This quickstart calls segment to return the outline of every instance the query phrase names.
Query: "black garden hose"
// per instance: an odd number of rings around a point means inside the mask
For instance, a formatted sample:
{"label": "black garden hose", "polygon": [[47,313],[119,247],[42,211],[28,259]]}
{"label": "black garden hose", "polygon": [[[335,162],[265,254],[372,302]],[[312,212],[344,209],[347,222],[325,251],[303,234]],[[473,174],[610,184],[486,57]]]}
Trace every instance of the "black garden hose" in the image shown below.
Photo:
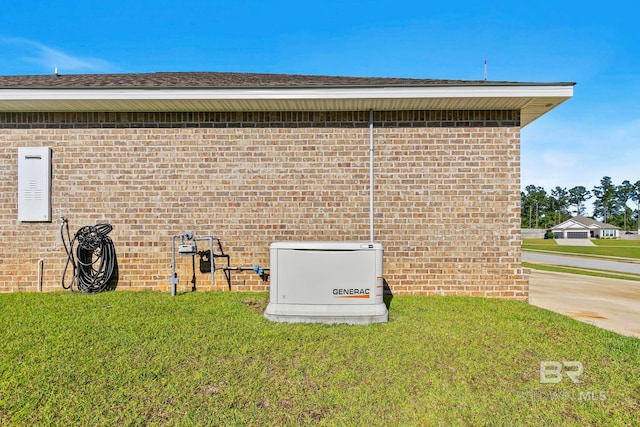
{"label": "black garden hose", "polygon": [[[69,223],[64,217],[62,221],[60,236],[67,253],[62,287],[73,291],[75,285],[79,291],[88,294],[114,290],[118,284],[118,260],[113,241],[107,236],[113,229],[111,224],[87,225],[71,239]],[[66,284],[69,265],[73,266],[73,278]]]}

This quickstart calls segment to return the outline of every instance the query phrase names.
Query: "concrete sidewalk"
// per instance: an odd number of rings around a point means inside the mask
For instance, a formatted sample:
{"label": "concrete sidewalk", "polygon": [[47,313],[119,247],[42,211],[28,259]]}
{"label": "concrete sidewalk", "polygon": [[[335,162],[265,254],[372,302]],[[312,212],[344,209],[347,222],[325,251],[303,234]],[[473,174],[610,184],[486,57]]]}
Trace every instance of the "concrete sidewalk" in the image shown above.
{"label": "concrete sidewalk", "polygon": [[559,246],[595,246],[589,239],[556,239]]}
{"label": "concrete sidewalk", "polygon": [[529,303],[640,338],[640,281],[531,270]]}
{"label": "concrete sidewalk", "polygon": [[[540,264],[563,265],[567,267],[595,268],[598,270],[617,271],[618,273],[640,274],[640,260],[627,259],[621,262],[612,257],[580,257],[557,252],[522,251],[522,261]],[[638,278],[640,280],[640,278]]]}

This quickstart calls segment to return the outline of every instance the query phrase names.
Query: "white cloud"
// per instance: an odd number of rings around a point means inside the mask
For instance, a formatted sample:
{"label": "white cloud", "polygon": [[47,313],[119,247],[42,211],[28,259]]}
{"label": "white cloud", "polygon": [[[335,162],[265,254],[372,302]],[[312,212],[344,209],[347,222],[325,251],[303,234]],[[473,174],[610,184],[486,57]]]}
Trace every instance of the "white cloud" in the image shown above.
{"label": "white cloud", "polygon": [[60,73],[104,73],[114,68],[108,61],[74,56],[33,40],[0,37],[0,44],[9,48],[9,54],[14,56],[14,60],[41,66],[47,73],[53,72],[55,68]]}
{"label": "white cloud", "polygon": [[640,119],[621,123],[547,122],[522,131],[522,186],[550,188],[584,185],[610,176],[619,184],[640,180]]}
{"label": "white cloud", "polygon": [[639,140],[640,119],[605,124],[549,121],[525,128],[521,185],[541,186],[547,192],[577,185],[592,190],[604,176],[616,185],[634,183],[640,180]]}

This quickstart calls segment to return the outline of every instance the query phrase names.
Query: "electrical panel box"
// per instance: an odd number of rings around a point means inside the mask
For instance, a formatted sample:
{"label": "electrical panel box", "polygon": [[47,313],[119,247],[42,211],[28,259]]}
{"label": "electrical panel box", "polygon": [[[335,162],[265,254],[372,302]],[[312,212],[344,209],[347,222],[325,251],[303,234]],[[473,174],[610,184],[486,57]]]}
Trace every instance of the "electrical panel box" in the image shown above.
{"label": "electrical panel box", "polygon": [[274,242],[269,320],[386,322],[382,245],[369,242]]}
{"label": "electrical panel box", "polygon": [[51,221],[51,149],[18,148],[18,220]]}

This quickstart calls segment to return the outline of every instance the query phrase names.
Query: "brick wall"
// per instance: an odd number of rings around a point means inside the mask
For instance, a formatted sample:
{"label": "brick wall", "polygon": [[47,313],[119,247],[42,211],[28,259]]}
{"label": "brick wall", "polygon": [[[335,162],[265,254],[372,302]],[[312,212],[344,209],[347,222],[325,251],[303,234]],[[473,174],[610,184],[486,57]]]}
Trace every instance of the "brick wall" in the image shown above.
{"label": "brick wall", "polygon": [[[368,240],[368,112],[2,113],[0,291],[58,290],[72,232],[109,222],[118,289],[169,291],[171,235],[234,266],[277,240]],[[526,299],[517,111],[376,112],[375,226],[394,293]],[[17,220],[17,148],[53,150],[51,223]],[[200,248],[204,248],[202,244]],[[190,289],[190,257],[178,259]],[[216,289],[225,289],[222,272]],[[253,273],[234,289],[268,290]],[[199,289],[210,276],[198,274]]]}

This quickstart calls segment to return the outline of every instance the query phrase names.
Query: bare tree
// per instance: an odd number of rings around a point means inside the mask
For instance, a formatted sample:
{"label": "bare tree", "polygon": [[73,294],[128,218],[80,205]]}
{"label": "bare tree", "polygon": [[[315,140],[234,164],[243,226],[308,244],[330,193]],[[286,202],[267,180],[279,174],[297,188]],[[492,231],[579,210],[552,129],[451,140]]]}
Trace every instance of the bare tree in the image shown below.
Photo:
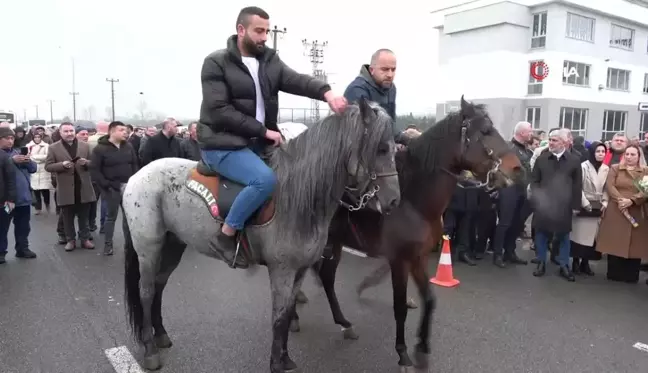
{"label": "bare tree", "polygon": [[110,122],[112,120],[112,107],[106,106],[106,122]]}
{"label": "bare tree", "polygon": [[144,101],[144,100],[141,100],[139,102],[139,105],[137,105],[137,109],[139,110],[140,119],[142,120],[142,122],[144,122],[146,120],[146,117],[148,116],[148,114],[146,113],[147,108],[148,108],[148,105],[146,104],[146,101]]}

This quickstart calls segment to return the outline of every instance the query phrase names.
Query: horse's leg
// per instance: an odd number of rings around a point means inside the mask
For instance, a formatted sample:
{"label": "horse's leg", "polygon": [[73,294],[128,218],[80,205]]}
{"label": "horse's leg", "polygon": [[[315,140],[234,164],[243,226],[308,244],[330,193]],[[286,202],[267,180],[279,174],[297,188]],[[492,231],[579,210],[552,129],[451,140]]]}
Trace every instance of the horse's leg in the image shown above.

* Task statement *
Filter the listing above so that only lines holding the word "below" remain, and report those lines.

* Written response *
Trace every instance of the "black garden hose" in the image shown below.
Trace every instance of the bare tree in the image shown below.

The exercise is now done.